### EXTRAIT DU TEXTE
★ ★ ★ ★

On pourrait le résumer en disant que c’est du Vian noir et intranquille. Tentons d’être un peu plus disert.
Le titre fait référence à une divagation New Age prétendant que certains enfants seraient dotés d’une aura indigo, invisible bien sûr à l’œil nu, qui serait le signe de caractéristiques hors du commun dans les domaines de l’intelligence ou de l’empathie, au prix d’une certaine étrangeté et d’une résistance à toute autorité rendant difficile leur insertion scolaire ou sociale. Des personnalités riches mais borderline.
Dans le monde de Setz — car c’en est un — de nombreux enfants indigo ont commencé à apparaître au milieu des années 90. Malheureusement, les indigos de Setz sont toxiques, physiquement. Près d’eux, on souffre vite de maux de tête, de nausées, de vertiges ; une exposition prolongée entraine des troubles plus graves tels qu’eczéma chronique ou dépression. En Autriche, l’Institut Helianau, dirigé par l’étrange Dr Rudolph, accueille ces enfants, les isole aussi. Le jeune Clemens J. Setz, professeur de mathématiques stagiaire, y est le témoin de la « relocalisation » de certains enfants, partant pour ne pas revenir. Suite à une violente altercation avec le Dr Rudolph, Setz quitte l’Institut puis se lance dans une enquête sur ces inquiétantes « relocalisations ».
A priori ça paraît simple et balisé. Insider, mystère, enquête, complot, menace, résolution. Sauf que pas du tout.
La narration de Setz, qui met son double biographique en scène, alterne sans cesse entre deux époques et deux narrateurs. Il y a Setz, « l’enquêteur », et Robert, un indigo devenu adulte, qui a perdu son aura mais vit dans la souffrance psychique tant sa violence et sa rage cherchent à s’exprimer ; l’un est traité à la première personne, l’autre à la troisième. S’y ajoutent documents annexes et notes historiques montrant au lecteur la récurrence du phénomène indigo dans l’Histoire — mais, dans le passé, l’information ne circulait guère. Le tout forme un patchwork qui, peu à peu, prend forme. Forme toujours fuyante car la vérité d’une page est remise en cause quelques feuilles plus loin (Setz regrette dans le roman les « nouvelles ampoules », trop neutres, quand les anciennes interprétaient le réel comme les hommes le font). On doit s’y résoudre : on n’arrivera pas à une vraie résolution, tel n’est pas le but. C’est le voyage qui compte, pas la destination, et il n’est pas de tout repos. Le lecteur arpente les terres inquiétantes de l’étrangeté, où ce qu’il croit savoir sur les rapports humains s’avère faux, et où les images qu’il croit faire sens cessent d’être vraies, remplacées qu’elles sont par d’autres, à la surprenante beauté, décalées ou déviantes.

★ ★ ★ ★

### CONSIGNES
(a) Répondez à ces questions sur l'extrait consacré aux enfants indigo :
(i) Dans quel pays se trouve l'Institut Helianau ?
(ii) Quel poste Clemens J. Setz occupe-t-il à l'Institut ?
(iii) À quelle période de nombreux enfants indigo ont-ils commencé à apparaître dans le monde de Setz ?
(b) Prolongez l'extrait consacré aux enfants indigo à partir de sa dernière phrase.

★ ★ ★ ★

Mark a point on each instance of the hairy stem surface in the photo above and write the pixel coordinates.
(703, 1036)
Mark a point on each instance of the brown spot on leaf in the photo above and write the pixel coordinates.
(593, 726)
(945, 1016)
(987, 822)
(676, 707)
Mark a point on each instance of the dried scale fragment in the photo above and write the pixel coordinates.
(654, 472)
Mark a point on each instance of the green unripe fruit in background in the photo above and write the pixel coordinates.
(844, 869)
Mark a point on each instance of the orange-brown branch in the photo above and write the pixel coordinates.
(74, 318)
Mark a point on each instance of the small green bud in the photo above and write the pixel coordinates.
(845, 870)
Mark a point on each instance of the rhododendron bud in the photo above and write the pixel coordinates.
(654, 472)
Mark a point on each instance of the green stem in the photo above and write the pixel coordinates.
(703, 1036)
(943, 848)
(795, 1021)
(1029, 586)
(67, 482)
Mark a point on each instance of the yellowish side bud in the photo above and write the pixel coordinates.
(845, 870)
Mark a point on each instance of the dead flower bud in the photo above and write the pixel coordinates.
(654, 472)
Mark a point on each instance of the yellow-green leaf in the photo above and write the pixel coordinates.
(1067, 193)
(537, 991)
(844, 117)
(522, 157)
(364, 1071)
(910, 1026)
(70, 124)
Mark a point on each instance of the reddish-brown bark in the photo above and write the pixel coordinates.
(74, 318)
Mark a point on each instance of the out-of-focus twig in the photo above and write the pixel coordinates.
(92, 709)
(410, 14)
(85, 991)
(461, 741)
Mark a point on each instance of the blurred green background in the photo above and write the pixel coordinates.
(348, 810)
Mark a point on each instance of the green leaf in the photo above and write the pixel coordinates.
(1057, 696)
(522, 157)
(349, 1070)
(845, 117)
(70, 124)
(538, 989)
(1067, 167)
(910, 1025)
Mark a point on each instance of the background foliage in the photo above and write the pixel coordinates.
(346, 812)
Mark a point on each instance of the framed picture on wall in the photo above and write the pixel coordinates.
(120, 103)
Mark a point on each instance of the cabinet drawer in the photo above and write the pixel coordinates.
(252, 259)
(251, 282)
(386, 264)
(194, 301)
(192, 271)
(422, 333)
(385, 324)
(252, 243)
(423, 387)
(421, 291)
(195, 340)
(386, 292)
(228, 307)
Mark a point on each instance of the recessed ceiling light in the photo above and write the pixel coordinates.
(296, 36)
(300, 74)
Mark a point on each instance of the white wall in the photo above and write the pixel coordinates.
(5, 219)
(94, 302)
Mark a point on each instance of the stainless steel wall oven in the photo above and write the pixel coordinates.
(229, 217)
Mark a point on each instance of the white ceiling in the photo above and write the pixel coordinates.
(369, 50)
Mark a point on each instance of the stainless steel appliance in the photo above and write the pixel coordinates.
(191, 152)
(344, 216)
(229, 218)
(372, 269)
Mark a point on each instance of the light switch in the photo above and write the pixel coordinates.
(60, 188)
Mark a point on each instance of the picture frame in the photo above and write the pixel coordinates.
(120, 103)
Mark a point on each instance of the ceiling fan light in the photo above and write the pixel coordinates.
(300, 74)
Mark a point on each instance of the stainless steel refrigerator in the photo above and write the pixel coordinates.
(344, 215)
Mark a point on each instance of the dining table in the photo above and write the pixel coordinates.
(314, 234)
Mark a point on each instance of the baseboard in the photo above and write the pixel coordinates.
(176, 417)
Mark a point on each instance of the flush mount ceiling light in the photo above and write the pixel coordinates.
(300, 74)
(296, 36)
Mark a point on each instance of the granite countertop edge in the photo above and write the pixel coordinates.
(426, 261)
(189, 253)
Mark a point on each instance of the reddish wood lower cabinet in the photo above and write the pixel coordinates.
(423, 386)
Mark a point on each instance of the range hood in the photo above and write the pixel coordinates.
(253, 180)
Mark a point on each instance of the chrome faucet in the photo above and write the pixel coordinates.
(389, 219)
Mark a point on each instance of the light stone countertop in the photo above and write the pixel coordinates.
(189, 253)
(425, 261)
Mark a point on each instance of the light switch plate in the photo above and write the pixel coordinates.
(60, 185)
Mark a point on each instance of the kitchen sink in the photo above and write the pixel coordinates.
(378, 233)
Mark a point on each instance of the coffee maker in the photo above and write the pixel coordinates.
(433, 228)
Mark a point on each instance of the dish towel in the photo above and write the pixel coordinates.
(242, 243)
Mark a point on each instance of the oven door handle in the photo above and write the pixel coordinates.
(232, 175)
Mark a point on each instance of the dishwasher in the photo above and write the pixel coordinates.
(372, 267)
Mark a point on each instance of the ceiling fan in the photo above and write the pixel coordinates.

★ ★ ★ ★

### CORRIGÉS
(a)
(i) En Autriche.
(ii) Professeur de mathématiques stagiaire.
(iii) Au milieu des années 90.

(b)
Le monde est agressif, les hommes aussi, le contact des autres engendre malaise, violence ou peur. Se frotter au réel est inquiétant et pénible. A la fin, aussi épuisé que Setz et Robert, le lecteur reposera le roman en se disant qu’une telle expérience vaut autant par sa singularité que par son charme vénéneux. Car le monde de Setz est beau, comme un tableau de Bosch. Dans un style très imagé, quelque part entre Vian (auquel il emprunte des images — la méduse — ou des moments de fusion entre organique et minéral) et Lynch (pour l’étrangeté des lieux, des actes, des discours), Setz promène ses héros sur une route aux nombreux méandres. Les digressions abondent, qui, d’un même mouvement, ralentissent la progression et permettent à Setz, entre grande culture, pop culture, histoire peut-être secrète, et délire fortéen à la Infos du Monde, de questionner la réalité, livrant au lecteur un récit fait de bribes lâchement liées où s’entremêlent réalité, réalité interprétée, rêve et imaginaire.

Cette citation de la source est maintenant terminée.